■ TEXT
Better support for byte arrays #228

ChrisJollyAU · 2024-03-06T16:38:27Z

Fixes some long-standing issues with byte arrays

Use the correct function to get the length of the data
Getting the specific index in a byte array now works

Some comments

Contains still doesn't work
LENB seems to only work properly if column is a longbinary. If has a max length set column type becomes varbinary(5) (if length is 5). In this case the return value is 6. Is this a length+1 or the closest multiple of 2 (because double byte char set as LEN returns 3)

ChrisJollyAU · 2024-03-07T13:57:35Z

Update: for varbinary column LENB is always in multiples of 2, because the normal LEN is unicode or 2 byte chars

@lauxjpn Any thoughts on this?
Also, any thoughts on the contains tests with the byte arrays?

lauxjpn · 2024-03-07T17:48:40Z

@ChrisJollyAU Please post me some test names that demonstrate these issues, so I can tinker around with it.

■ SUPPLIED MATERIAL
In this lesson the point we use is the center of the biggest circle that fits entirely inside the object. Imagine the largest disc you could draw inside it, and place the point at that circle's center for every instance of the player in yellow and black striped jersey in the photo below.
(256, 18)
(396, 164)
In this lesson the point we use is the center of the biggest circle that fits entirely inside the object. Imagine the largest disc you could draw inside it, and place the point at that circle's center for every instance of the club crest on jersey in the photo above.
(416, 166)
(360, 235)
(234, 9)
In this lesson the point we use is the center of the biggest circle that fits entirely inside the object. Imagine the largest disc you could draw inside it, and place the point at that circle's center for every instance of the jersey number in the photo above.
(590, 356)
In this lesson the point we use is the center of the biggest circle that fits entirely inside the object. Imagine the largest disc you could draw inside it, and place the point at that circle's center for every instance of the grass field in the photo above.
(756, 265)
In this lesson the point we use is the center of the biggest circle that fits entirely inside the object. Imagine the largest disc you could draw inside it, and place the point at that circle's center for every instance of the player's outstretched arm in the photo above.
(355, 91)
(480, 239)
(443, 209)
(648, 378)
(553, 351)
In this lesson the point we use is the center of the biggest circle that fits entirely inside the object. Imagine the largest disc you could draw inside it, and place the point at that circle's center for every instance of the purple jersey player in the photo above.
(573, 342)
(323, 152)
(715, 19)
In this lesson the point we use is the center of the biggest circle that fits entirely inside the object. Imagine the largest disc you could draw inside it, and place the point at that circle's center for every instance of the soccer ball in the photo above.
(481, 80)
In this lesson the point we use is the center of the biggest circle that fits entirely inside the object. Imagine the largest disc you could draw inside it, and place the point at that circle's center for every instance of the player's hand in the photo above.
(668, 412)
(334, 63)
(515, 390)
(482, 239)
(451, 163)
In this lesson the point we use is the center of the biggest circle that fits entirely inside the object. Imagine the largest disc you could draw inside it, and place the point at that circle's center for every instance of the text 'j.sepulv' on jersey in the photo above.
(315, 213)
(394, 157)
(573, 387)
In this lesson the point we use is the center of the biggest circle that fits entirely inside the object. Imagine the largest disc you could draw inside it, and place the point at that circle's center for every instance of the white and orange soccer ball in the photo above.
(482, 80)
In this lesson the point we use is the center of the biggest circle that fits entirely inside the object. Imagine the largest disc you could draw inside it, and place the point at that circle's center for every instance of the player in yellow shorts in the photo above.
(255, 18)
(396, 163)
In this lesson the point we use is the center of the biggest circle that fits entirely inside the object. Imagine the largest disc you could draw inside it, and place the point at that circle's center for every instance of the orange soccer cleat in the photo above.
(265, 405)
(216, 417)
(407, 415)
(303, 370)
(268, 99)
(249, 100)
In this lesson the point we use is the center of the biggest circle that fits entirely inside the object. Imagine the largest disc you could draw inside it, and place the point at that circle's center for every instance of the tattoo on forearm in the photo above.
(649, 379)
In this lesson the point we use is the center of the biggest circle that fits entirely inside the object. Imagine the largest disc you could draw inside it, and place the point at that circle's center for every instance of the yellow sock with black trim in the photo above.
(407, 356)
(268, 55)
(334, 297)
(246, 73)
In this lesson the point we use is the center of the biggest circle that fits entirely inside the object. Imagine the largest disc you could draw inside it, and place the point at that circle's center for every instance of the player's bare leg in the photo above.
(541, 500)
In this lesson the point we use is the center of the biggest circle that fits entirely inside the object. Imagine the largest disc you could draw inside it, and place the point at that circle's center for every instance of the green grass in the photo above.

■ REQUIRED WORK
1/ In the records, update the part that opens with the line containing "trim in the photo above." and runs through the end of the records, replacing "largest disc" with "widest disc" and leaving everything else unchanged. Return only that part.
2/ Continue the thread about byte array support from the point at which it stops.

■ EXPECTED RESULTS
1/
In this lesson the point we use is the center of the biggest circle that fits entirely inside the object. Imagine the widest disc you could draw inside it, and place the point at that circle's center for every instance of the yellow sock with black trim in the photo above.
(407, 356)
(268, 55)
(334, 297)
(246, 73)
In this lesson the point we use is the center of the biggest circle that fits entirely inside the object. Imagine the widest disc you could draw inside it, and place the point at that circle's center for every instance of the player's bare leg in the photo above.
(541, 500)
In this lesson the point we use is the center of the biggest circle that fits entirely inside the object. Imagine the widest disc you could draw inside it, and place the point at that circle's center for every instance of the green grass in the photo above.

2/
ChrisJollyAU · 2024-03-07T17:55:07Z

For the contains:
Byte_array_contains_literal
Byte_array_contains_parameter

For the one with length on varbinary
Byte_array_filter_by_length_literal_does_not_cast_on_varbinary_n

You can pretty much just filter on byte_array and its only those 2 types of problems that fail.
To keep things simple you can tinker around with them on the GearsOfWar test (not the TPH,TPC,TPT versions - they will probably come right at the same time)

lauxjpn · 2024-03-07T20:32:36Z

So, it is not pretty, but it seems to work to convert the binary data to a unicode string first and then to use normal string functions on it.

For example, for the Byte_array_contains_literal test case, this returns an incorrect result:

SELECT `s`.`Id`, `s`.`Banner`, `s`.`Banner5`, `s`.`InternalNumber`, `s`.`Name`
FROM `Squads` AS `s`
WHERE INSTR(1, `s`.`Banner`, 0x01, 0) > 0

But the result for this one is correct:

SELECT `s`.`Id`, `s`.`Banner`, `s`.`Banner5`, `s`.`InternalNumber`, `s`.`Name`
FROM `Squads` AS `s`
WHERE INSTR(1, STRCONV(`s`.`Banner`, 64), 0x01, 0) > 0

The docs state:

Remarks

When you're converting from a Byte array in ANSI format to a string, you should use the StrConv function. When you're converting from such an array in Unicode format, use an assignment statement.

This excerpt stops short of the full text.